• What you should do: From the first record to the last, write each one out again exactly.

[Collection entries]

=-=-=

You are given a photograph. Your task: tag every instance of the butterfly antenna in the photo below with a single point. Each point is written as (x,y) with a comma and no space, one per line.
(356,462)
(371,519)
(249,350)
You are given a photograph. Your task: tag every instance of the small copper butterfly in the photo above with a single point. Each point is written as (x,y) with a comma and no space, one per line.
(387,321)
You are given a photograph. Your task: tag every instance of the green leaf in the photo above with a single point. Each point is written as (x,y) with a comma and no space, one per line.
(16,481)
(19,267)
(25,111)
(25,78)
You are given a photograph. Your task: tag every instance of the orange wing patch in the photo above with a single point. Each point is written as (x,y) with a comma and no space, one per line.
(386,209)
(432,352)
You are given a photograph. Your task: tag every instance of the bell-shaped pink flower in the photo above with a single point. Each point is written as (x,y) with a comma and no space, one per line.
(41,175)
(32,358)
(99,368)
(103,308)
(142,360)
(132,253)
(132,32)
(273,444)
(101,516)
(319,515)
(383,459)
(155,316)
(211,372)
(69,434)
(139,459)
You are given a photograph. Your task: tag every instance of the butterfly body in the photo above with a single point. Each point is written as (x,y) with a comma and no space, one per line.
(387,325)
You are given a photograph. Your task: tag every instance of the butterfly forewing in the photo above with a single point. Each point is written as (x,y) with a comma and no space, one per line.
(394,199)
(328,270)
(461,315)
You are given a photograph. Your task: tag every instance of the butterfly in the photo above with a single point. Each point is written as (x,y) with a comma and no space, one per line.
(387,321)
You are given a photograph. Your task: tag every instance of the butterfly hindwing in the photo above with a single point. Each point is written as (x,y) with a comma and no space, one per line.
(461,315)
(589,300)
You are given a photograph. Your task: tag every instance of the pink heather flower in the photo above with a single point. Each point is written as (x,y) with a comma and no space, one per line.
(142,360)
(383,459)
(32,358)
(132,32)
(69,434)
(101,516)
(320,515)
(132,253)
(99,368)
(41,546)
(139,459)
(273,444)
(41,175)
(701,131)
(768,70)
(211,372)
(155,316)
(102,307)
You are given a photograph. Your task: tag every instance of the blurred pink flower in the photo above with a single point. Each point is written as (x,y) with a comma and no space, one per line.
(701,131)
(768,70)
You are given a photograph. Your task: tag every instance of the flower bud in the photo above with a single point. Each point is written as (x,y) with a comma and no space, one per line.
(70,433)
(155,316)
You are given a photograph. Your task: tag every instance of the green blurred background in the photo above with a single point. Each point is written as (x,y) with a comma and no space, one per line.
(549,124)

=-=-=

• The completed task:
You are given a photograph. Your task: tag every instance of the butterfly antenna in the photo below with a single point. Each point is written as (x,y) with a comma and no space, one per line.
(356,462)
(371,519)
(249,350)
You are given a photograph. Your task: tag every instance of the small copper butterfly in the photo above with a single point. Each point is written as (x,y) with a comma and no space, one per line.
(387,321)
You are given a photograph. Your task: tag every instance of the green leaf in the photo above with a single point. Each point is written as (x,y) with a comma and no space, one per line.
(16,481)
(19,267)
(25,111)
(25,78)
You are given a photograph. Your task: tag every instance of the orange wing patch in the photo above with a single point. Each point is written as (x,y) with a comma and no space, one per line.
(386,209)
(432,352)
You are given a photograph. Your task: tag every instance of the bell-shaped pink flower in the photo above with a single point. Each point is written as (x,y) with a comma and no space, one per line.
(41,175)
(32,358)
(99,368)
(103,308)
(142,360)
(132,253)
(132,32)
(273,444)
(101,516)
(319,515)
(383,459)
(155,316)
(211,372)
(69,434)
(139,459)
You are given a photograph. Your task: tag every instance of the butterfly body in the photo above with a single point. Each point is written as (x,y) with a comma and no space, one per line.
(387,325)
You are given a photograph. Your task: tag every instance of the butterfly forewing in the photo above with a single point. Each point is written as (x,y) with a comma and no space, one per line.
(394,199)
(328,270)
(461,315)
You are given a photograph. Your task: tag every instance of the butterfly in the photo above with a single point. Each point is written as (x,y) with a comma and no space, one per line.
(387,321)
You are given a photograph. Your task: tag every instance of the butterfly hindwing in the photo above with a single point. Each point is written as (x,y) with a comma and no space, one per line.
(461,315)
(589,300)
You are given a photograph. Your task: tag every instance of the pink heather flower in the photo above with a single point. Each point is written as (x,y) with a comma and no space, one per line.
(142,360)
(383,459)
(32,358)
(132,32)
(69,434)
(101,516)
(320,515)
(132,253)
(99,368)
(41,546)
(139,459)
(273,444)
(41,175)
(701,131)
(768,70)
(211,372)
(155,316)
(102,307)
You are given a photograph. Your task: tag every instance of the blurred pink flower in the photo above with a single point. Each point is written as (x,y) with a comma and no space, one per line.
(701,131)
(768,70)
You are given a photograph. Your task: tag every instance of the flower bud in the photo above with a single point. Each point is written as (x,y) with a comma and no space, one per line.
(70,433)
(155,316)
You are given a photograph. Your task: tag every instance of the green blurred background in the photo above with a single point. Each point is written as (x,y) with a comma and no space, one per line.
(549,124)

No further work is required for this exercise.